Written tasks:
- A) Answer these questions from the blog posts below, marking each answer (i), (ii), (iii) to match:
(i) According to the survey, how many readers does the blog have?
(ii) How many people witnessed the death of Stanley Williams?
(iii) What does the writer wish Pandora had not done?
- B) Please decide whether each statement agrees with the blog posts below, answering yes or no and quoting the words that settle it:
(i) The writer flies to India on the day of the first post.
(ii) Stanley Williams was executed by hanging.
(iii) The writer firmly supports the death penalty.
- C) Turn the paragraph of the blog posts below that begins "On one hand, I believe" into a short list that keeps its main points.
* START Excerpt to read *
Tuesday, December 27, 2005

Flying...

A careful survey has revealed that the number of readers of this blog is not just three. In fact, it is four. Since one of them is located in India, it can be safely said that the blog has transcended boundaries and commanded international recognition.

It is my duty, therefore, as also my pleasure, to inform my readers that I am flying to India today!! Wow, its going to be soo much fun!!

Happy new year to one and all. Till we meet again, happy thoughts!

Wednesday, December 14, 2005

Something disturbing...

I have often wondered whether it is right to execute a person for his/her crimes. There are groups in the world who have severely opposed the death penalty. There was the famous case of Dhanonjoy Chatterjee in India, when many anti death-penalty champions took to the streets. In USA this week, a similar chapter was repeated when Stanley Tookie Williams was executed by lethal injection earlier yesterday.

On one hand, I believe a criminal must face the results of his crime. No-one can justify what Dhanonjoy or Williams did. Ever. No action of atonement can bring back the lives that were lost, nor subside the pain that was caused. On the other hand, punishing death with death, makes 'Us' just like 'Them'. When Williams died yesterday, the death was witnessed by a group of fifty people. He was put on a table in a glass chamber and people sat around the chamber and watched him die. Watched him die. It gives me a feeling of civilized murder. Criminals act as per their wrong ideas, follow their cruel intentions. The system that does justice to them, acts no better. It murders them in cold-blood, at a given time and place.

I understand the perspectives of both groups. I understand the need for revenge, the need for 'closure' that a victim's family wants. My views therefore swing between two opposite ideologies.
Perhaps, this is one of the most complicated issues of our times. Various nations have differing opinions regarding this.

Here is a link to the report about the death of Stanley Williams. Its depressing.

I read this when I was a kid. The story of Pandora. How the world was once a beautiful place and there were gardens and orchards all around. And there were no hard choices to make. I wish Pandora hadn't opened the box and the world had remained just like that : beautiful, peaceful.
* END Excerpt to read *
* START Data rows *
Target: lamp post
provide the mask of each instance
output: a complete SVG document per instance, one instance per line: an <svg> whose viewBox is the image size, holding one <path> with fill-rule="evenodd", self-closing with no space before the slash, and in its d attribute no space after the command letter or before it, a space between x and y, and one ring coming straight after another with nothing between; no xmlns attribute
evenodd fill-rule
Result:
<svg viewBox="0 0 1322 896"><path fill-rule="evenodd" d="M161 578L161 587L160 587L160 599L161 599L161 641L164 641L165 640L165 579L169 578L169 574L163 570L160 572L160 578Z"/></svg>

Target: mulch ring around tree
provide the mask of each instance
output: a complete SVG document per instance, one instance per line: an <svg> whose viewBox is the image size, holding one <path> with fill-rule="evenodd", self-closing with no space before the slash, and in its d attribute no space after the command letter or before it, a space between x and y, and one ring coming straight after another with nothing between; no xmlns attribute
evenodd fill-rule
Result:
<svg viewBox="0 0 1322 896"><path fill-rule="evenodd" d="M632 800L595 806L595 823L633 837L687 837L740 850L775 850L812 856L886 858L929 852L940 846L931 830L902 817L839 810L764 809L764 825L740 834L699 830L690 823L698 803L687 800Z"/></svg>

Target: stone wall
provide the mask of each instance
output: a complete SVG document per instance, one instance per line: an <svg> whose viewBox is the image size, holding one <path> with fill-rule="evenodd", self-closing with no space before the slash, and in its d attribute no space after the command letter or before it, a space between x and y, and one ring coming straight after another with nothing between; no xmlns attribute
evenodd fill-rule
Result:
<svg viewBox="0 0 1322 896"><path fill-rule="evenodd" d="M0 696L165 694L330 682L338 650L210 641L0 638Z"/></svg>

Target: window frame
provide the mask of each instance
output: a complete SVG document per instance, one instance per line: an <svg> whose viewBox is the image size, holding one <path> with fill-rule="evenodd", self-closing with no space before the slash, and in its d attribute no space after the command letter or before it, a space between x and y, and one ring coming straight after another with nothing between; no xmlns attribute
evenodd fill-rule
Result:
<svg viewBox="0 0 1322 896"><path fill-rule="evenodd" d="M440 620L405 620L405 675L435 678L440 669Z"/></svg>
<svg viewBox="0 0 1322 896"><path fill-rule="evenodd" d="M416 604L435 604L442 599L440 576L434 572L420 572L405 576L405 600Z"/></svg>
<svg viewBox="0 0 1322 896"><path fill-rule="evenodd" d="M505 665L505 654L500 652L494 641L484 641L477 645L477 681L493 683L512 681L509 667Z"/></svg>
* END Data rows *
Answers provided:
- A)
(i) Four.
(ii) Fifty.
(iii) Opened the box.

- B)
(i) Yes: "I am flying to India today!!"
(ii) No: "was executed by lethal injection earlier yesterday"
(iii) No: "My views therefore swing between two opposite ideologies."

- C)
- A criminal must face the results of his crime, and nothing can justify what Dhanonjoy or Williams did.
- No atonement can bring back lost lives or ease the pain caused.
- Yet punishing death with death makes "Us" like "Them."
- Williams died in a glass chamber while fifty people sat around and watched.
- To the writer, this feels like civilized murder: the system kills criminals in cold blood at a set time and place, acting no better than they did.